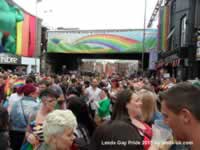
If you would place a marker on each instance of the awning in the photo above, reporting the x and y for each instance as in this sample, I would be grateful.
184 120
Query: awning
171 33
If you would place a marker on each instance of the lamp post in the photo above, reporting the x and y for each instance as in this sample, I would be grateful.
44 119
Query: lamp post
144 34
36 15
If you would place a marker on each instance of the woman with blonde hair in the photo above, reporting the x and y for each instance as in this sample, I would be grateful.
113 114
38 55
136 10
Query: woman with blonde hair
58 128
150 112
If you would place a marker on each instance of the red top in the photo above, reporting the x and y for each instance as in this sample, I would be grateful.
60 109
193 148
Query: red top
147 134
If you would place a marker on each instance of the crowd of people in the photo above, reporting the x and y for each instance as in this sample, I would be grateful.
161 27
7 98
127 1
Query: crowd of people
73 112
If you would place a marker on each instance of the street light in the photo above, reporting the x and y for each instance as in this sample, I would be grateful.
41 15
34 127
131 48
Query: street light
144 33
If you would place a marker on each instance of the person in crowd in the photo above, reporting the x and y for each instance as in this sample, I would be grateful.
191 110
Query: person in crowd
128 108
115 88
34 134
103 112
150 112
2 85
16 95
56 86
180 108
86 125
20 113
58 129
4 129
93 93
43 85
116 135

--- --- ---

> _Task_
Turn the lines above into a Markdown table with two columns, Row and Line, giving each line its own row number and skipping any blank lines. Leave the pictures out.

> _Written answer_
| Row | Line |
|---|---|
| 1 | If you would place a marker on each instance of the awning in the photo above, reporting the x and y for each instance as in this sample, I would be grateful. |
| 2 | 184 120 |
| 3 | Query: awning |
| 4 | 171 33 |
| 5 | If you would place a marker on each instance of the lamp post in the photo above, reporting the x and y for each instance as in this sample, I would be grateful. |
| 6 | 44 119 |
| 7 | Query: lamp post |
| 8 | 144 34 |
| 9 | 36 15 |
| 10 | If you would place a marker on each instance of the woman with blonde hair in the photo above, reporting the x and y for each instance as in this sample, I would be grateful. |
| 11 | 113 114 |
| 12 | 38 55 |
| 13 | 136 10 |
| 14 | Query: woman with blonde hair |
| 15 | 58 128 |
| 16 | 150 112 |
| 17 | If you would place a marker on each instance of the red top in the photo above, reporting the x and y for each instance as in this sample, I would be grateful. |
| 18 | 60 109 |
| 19 | 193 148 |
| 20 | Query: red top |
| 21 | 147 134 |
| 22 | If you would place a marker on each instance of the crowd of people in the photo above, reporting the x and y for each instance as in this sample, I would be grateful. |
| 23 | 161 27 |
| 24 | 7 98 |
| 25 | 127 1 |
| 26 | Query: crowd of people |
| 27 | 73 112 |
| 28 | If you would place a marker on each instance of the street light in the photo above, reporting the x and y for each instance as in this sample, I would be grateful. |
| 29 | 41 15 |
| 30 | 34 127 |
| 31 | 131 48 |
| 32 | Query: street light |
| 33 | 144 33 |
| 34 | If you would place a marker on each instance of the person in crowd in the photo above, reporting the x and y for each instance as in this sample, I would be grateful. |
| 35 | 191 110 |
| 36 | Query: person in crowd |
| 37 | 128 108 |
| 38 | 115 88 |
| 39 | 34 134 |
| 40 | 103 112 |
| 41 | 150 112 |
| 42 | 2 85 |
| 43 | 16 95 |
| 44 | 56 86 |
| 45 | 180 108 |
| 46 | 86 125 |
| 47 | 20 113 |
| 48 | 58 129 |
| 49 | 4 129 |
| 50 | 93 93 |
| 51 | 43 85 |
| 52 | 116 135 |